What you have to do ▸
Repeat, without any change, the entries presented below.

>> Start Raw data

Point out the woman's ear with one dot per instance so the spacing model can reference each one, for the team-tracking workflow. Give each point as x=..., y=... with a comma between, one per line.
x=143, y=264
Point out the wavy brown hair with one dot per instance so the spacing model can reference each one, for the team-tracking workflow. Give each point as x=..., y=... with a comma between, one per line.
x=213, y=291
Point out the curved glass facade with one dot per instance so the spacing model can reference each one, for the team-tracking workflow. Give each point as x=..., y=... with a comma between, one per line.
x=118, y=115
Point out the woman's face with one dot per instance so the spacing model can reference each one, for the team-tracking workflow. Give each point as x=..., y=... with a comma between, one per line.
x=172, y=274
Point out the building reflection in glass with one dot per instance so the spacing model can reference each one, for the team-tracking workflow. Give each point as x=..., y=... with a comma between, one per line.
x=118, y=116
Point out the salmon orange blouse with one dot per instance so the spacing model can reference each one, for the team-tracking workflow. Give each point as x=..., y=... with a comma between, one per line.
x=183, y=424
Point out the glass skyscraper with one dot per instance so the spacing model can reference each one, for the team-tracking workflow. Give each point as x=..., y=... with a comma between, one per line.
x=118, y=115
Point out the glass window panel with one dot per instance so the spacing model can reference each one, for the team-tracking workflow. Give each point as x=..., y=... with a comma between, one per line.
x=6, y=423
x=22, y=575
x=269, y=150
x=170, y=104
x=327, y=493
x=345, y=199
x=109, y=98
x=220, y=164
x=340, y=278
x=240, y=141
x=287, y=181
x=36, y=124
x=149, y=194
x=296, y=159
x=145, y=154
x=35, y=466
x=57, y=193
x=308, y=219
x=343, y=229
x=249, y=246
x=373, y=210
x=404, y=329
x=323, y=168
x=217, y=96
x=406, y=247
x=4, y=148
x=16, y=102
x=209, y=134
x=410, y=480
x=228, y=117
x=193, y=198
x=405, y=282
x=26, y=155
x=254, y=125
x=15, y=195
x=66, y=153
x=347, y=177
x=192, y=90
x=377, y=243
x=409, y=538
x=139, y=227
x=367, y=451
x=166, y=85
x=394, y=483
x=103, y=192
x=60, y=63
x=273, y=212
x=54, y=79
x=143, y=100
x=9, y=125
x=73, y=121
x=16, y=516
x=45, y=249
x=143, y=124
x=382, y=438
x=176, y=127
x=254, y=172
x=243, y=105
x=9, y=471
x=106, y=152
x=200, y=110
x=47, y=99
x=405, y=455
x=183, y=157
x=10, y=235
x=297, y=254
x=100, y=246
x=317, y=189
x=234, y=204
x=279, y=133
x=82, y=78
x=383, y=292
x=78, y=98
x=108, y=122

>> End Raw data

Correct result ▸
Point out the woman's ear with one dot per instance so the spacing model can reference each one, for the team-tracking workflow. Give each point as x=..., y=... with a comma between, one per line.
x=143, y=264
Point out the wavy brown hair with one dot per instance so the spacing model can reference each one, for the team-tracking workflow. Give each point as x=..., y=... with a comma between, one per line.
x=213, y=291
Point out the curved glass facade with one dot per instance so the spacing model can reference each one, for the team-tracking workflow. Give each point as x=..., y=... with a comma between, one per line.
x=118, y=115
Point out the woman's face with one dot per instance so the spacing model can reference each one, for the team-tracking workflow. Give each point as x=..., y=... with a comma between, one per line.
x=172, y=274
Point out the building reflection in glass with one dot per instance so the spacing model can reference each one, for the team-tracking workflow. Give each point as x=..., y=... with a comma between, one per line.
x=118, y=116
Point out the salmon orange blouse with one dot per instance so the spacing model can reference each one, for the team-tracking workflow. Give each point as x=..., y=... with a comma between, one per line.
x=183, y=424
Point out the glass skyscraper with one dot per instance so the spacing model can reference each one, for the team-tracking workflow. Give each point as x=..., y=... with a comma between, one per line.
x=118, y=115
Point out the glass window panel with one dot per instance so the spacing model can reference each one, for the team-tracking workflow. Give each point as x=..., y=... with a comma between, one per line.
x=6, y=423
x=22, y=575
x=269, y=150
x=170, y=104
x=327, y=493
x=345, y=199
x=109, y=98
x=220, y=164
x=340, y=278
x=240, y=141
x=287, y=181
x=36, y=124
x=149, y=194
x=296, y=159
x=145, y=154
x=35, y=466
x=57, y=193
x=308, y=219
x=343, y=229
x=249, y=246
x=373, y=210
x=404, y=329
x=323, y=168
x=217, y=96
x=406, y=247
x=4, y=148
x=16, y=102
x=209, y=134
x=410, y=480
x=228, y=117
x=193, y=198
x=405, y=282
x=26, y=155
x=254, y=125
x=15, y=195
x=66, y=153
x=347, y=177
x=192, y=90
x=377, y=243
x=409, y=538
x=139, y=227
x=367, y=451
x=166, y=85
x=394, y=483
x=103, y=192
x=60, y=63
x=273, y=212
x=54, y=79
x=143, y=100
x=9, y=125
x=73, y=121
x=16, y=516
x=45, y=249
x=143, y=124
x=382, y=438
x=176, y=127
x=254, y=172
x=243, y=105
x=9, y=471
x=106, y=152
x=200, y=110
x=47, y=99
x=405, y=455
x=183, y=157
x=10, y=235
x=297, y=254
x=100, y=246
x=317, y=189
x=234, y=204
x=279, y=133
x=82, y=78
x=383, y=292
x=78, y=98
x=108, y=122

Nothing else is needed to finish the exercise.